§ **INSTRUCTIONS FOR THE TASK**: Reproduce the complete set of records, exactly as they appear.

(Stored data entries)
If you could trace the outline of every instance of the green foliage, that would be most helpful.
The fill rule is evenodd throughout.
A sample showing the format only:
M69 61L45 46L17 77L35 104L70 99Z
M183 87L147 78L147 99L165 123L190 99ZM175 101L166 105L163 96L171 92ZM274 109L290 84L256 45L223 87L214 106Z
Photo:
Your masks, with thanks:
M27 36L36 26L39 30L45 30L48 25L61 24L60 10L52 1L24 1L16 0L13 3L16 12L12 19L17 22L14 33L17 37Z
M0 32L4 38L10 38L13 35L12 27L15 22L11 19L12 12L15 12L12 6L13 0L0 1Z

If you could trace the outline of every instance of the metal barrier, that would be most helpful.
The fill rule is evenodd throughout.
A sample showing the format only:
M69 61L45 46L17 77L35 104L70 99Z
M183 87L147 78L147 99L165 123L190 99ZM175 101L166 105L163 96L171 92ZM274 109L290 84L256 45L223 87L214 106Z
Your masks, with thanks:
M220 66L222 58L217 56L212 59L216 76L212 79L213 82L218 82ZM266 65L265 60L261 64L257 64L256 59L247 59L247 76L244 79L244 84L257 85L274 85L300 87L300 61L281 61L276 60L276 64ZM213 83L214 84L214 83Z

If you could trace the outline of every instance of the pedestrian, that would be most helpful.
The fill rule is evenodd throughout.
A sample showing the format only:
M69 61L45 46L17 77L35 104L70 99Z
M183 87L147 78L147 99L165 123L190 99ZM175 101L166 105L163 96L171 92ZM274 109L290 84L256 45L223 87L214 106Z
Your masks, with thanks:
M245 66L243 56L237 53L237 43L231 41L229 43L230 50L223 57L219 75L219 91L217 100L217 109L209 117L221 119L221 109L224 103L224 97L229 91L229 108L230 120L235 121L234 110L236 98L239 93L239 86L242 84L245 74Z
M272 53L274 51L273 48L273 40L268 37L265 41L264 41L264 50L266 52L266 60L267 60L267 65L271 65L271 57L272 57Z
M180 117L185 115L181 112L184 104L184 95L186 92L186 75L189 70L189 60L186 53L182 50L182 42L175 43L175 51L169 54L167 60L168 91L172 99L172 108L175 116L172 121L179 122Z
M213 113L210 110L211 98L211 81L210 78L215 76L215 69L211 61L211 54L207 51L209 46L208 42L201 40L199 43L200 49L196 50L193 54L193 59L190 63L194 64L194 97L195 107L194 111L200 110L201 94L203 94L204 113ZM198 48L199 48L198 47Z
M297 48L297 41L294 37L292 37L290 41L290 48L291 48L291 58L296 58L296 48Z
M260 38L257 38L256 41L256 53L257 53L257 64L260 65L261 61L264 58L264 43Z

§ **YOUR SOLUTION**:
If you could trace the outline of every instance of the green foliage, that would be most helpful.
The fill rule is evenodd throughout.
A sample showing the format only:
M69 61L45 46L17 77L35 104L70 99Z
M183 87L147 78L147 99L165 123L190 99ZM175 101L166 105L163 96L171 92ZM274 109L290 84L256 45L223 87L214 106Z
Photo:
Your masks, with thanks:
M27 36L36 26L39 30L45 30L48 25L61 24L60 10L52 1L24 1L16 0L13 3L16 12L12 19L17 22L14 33L17 37Z
M0 32L4 38L10 38L13 35L12 27L15 22L11 19L12 12L15 12L12 6L13 0L0 1Z

If you could trace the outline of every instance of the metal barrier, that would be most helpful.
The fill rule is evenodd throughout.
A sample showing the format only:
M69 61L45 46L17 77L35 104L70 99Z
M183 87L147 78L147 99L165 123L190 99ZM175 101L166 105L163 96L171 92ZM274 109L290 84L256 45L223 87L214 106Z
Your masks, with thanks:
M220 66L222 58L217 56L212 59L216 76L212 79L213 82L218 82ZM266 65L265 60L261 64L257 64L256 59L247 59L247 76L244 79L244 84L257 85L274 85L300 87L300 61L281 61L276 60L276 64ZM213 83L214 84L214 83Z

If you could trace the outline of every instance of the pedestrian, that would be most helpful.
The fill rule is evenodd throughout.
A sample showing the format only:
M69 61L45 46L17 77L35 104L70 99Z
M183 87L147 78L147 99L165 123L190 99ZM175 101L166 105L163 96L171 92ZM274 109L290 84L256 45L223 87L214 106Z
Your masks, with thanks:
M245 66L243 56L237 53L237 43L231 41L229 43L230 50L223 57L219 75L219 91L217 100L217 109L209 117L221 119L221 109L224 103L224 97L229 91L229 108L230 120L235 121L234 110L236 98L239 93L239 86L242 84L245 74Z
M272 53L274 51L273 48L273 40L268 37L265 41L264 41L264 50L266 52L266 60L267 60L267 65L271 65L271 57L272 57Z
M180 117L185 115L181 112L184 104L184 95L186 92L186 75L189 70L189 60L186 53L182 50L182 42L175 43L175 51L169 54L167 60L168 91L172 99L172 108L175 116L172 121L179 122Z
M213 113L210 110L211 98L211 81L210 78L215 76L215 69L211 61L211 54L207 51L209 46L208 42L201 40L199 43L200 49L196 50L193 54L193 59L190 63L194 64L194 97L195 107L194 111L200 110L201 94L203 94L204 113ZM198 48L199 48L198 47Z
M297 48L297 41L294 37L292 37L290 41L290 48L291 48L291 58L296 58L296 48Z
M260 38L257 38L256 41L256 53L257 53L257 64L260 65L261 61L264 58L264 43Z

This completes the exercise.